[STUDY MATERIAL — start]

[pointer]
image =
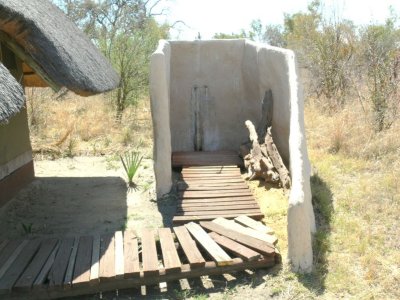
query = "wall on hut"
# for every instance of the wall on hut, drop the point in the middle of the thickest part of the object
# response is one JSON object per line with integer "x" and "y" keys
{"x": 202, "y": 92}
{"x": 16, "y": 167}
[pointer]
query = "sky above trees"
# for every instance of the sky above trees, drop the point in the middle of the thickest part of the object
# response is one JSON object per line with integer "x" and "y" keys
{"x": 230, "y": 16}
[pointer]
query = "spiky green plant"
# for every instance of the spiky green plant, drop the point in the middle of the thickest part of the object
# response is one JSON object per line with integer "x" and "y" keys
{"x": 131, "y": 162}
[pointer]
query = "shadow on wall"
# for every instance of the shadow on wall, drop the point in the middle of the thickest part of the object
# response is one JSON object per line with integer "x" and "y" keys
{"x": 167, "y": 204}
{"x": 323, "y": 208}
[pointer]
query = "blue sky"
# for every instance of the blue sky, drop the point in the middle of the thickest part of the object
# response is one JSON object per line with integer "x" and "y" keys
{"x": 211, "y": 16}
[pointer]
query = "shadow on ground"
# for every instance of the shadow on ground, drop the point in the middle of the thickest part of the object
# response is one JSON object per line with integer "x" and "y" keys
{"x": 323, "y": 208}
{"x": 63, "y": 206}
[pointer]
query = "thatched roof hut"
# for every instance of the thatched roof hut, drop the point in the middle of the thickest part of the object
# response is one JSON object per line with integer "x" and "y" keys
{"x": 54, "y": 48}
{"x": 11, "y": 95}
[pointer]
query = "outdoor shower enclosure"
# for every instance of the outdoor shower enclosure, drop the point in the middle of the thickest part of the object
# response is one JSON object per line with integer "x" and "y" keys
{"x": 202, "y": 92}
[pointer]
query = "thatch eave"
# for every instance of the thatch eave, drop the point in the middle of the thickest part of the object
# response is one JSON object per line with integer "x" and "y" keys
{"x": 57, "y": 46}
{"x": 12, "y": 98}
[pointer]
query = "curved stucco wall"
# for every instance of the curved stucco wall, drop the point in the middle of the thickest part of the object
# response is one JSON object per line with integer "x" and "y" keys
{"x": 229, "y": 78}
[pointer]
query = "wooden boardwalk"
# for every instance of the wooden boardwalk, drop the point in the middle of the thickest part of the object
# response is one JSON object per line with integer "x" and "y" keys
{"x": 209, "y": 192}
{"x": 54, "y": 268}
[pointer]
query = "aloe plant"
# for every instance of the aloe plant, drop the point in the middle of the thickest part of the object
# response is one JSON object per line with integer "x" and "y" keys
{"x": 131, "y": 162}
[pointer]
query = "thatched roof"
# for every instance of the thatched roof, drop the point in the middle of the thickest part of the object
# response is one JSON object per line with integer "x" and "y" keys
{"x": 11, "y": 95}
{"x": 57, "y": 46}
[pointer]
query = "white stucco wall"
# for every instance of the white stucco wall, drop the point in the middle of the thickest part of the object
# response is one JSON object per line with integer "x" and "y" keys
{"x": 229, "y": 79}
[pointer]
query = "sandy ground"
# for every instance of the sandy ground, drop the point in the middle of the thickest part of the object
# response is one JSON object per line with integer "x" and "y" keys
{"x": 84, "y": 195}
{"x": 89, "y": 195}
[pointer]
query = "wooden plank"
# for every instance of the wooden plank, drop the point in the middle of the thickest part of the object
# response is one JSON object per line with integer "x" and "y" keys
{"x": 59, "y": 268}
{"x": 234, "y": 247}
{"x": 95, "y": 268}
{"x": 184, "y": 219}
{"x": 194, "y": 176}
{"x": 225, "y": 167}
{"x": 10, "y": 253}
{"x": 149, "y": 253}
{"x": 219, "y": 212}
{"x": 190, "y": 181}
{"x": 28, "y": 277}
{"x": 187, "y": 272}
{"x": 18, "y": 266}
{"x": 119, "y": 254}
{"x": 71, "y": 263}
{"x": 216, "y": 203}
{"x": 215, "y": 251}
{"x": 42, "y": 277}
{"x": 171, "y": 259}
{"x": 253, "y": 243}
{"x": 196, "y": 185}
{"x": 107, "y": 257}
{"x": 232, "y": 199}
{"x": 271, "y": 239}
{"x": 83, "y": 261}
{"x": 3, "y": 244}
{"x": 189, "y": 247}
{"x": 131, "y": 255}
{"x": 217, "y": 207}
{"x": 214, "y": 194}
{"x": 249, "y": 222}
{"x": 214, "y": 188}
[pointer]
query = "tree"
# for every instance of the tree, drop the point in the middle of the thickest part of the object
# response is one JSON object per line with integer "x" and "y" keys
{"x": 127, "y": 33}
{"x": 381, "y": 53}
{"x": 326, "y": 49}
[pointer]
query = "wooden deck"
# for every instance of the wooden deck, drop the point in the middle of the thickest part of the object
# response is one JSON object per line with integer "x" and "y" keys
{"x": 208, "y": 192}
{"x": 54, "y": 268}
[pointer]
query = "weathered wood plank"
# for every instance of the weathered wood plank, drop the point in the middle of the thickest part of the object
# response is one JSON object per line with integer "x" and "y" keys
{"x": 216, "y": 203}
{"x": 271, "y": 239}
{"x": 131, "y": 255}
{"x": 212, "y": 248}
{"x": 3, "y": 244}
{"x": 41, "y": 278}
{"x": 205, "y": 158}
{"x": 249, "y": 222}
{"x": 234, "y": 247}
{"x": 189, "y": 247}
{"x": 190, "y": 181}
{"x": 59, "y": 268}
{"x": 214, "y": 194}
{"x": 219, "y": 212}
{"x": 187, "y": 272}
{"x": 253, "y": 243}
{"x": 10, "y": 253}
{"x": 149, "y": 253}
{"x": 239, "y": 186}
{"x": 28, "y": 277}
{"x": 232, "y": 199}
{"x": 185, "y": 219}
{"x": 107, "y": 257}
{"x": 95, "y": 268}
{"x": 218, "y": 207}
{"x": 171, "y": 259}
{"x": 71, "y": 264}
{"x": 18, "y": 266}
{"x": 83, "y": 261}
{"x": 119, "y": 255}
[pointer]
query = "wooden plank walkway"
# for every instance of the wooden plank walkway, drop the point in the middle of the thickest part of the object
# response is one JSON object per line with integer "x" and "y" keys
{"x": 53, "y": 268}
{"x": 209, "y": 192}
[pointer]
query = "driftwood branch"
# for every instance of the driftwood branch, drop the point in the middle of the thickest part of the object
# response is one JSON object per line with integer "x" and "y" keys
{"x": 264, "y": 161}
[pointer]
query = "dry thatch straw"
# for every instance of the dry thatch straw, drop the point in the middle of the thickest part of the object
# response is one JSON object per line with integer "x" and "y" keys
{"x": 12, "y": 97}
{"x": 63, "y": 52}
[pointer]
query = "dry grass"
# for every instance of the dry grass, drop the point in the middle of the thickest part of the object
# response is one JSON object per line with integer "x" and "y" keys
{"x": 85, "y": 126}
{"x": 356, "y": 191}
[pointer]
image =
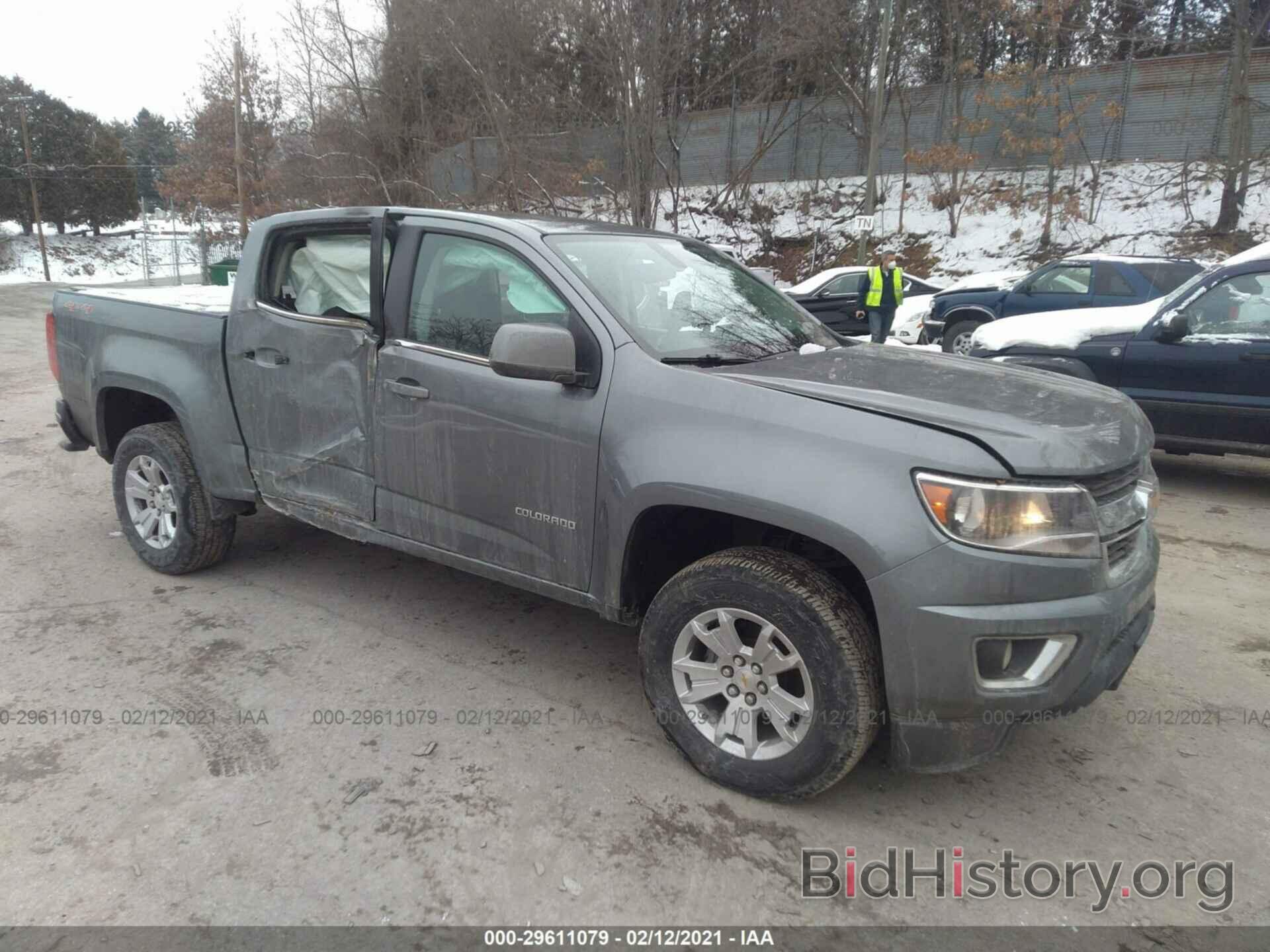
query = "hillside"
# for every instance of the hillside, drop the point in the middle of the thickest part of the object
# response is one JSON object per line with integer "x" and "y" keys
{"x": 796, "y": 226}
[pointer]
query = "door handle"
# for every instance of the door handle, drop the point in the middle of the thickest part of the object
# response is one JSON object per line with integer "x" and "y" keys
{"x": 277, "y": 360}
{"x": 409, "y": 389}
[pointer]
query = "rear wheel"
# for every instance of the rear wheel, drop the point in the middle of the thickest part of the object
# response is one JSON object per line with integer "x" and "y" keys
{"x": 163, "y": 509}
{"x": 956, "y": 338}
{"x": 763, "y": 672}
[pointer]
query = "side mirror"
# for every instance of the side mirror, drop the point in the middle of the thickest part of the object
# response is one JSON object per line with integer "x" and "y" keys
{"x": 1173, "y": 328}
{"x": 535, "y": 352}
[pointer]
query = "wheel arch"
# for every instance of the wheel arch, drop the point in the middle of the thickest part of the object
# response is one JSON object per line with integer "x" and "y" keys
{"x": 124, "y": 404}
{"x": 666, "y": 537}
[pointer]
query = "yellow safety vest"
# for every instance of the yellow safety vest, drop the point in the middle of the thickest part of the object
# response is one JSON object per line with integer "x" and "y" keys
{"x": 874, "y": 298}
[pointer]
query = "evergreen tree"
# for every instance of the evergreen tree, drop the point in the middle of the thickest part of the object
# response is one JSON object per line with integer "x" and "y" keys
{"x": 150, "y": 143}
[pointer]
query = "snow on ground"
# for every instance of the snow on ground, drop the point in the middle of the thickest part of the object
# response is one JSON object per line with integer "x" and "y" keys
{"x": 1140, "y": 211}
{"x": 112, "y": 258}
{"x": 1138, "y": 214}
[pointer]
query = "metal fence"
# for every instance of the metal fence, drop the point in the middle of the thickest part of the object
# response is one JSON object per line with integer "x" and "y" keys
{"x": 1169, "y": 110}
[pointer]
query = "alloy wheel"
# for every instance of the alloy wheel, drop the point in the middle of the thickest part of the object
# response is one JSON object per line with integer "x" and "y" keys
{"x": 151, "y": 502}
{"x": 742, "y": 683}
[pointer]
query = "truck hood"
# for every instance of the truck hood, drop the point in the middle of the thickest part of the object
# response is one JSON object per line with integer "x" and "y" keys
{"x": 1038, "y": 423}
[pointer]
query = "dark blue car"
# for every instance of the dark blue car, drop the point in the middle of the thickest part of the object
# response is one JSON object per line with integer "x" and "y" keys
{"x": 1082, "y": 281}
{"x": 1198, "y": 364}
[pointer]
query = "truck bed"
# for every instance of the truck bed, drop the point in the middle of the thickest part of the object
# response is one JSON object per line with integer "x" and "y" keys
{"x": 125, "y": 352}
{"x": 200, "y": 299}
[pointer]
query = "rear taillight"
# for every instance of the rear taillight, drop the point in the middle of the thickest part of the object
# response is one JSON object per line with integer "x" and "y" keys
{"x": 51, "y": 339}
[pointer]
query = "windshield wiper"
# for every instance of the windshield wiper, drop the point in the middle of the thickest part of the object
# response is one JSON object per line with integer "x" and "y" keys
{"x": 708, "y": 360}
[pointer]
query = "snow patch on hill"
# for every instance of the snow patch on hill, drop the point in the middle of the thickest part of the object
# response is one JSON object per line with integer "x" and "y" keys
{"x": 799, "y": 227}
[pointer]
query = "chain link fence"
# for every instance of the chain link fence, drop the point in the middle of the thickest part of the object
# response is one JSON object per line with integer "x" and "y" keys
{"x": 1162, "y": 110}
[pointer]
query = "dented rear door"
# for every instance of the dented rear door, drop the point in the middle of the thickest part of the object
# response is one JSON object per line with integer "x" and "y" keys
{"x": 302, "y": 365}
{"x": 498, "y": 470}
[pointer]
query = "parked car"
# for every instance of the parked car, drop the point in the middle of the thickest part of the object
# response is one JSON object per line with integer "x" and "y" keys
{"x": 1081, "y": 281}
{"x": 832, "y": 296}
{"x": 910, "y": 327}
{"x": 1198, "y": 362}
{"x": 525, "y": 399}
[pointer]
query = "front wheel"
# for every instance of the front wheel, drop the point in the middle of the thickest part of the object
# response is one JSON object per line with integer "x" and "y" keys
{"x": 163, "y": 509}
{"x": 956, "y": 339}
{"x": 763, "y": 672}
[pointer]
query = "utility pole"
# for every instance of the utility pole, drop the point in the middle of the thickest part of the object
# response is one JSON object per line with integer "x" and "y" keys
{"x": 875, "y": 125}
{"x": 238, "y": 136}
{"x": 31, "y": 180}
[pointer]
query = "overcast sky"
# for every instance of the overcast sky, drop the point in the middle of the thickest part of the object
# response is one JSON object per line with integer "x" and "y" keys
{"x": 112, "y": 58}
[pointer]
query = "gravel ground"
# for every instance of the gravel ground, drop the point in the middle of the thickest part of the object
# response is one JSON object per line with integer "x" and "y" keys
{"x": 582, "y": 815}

[STUDY MATERIAL — finish]

= EXERCISE =
Pick out every line of the listing containing the word "dented", and show those lines.

= ANSWER SPACE =
query = "dented rear door"
# for every instance of the dented rear door, drop the point in the middle of the thickest part of the object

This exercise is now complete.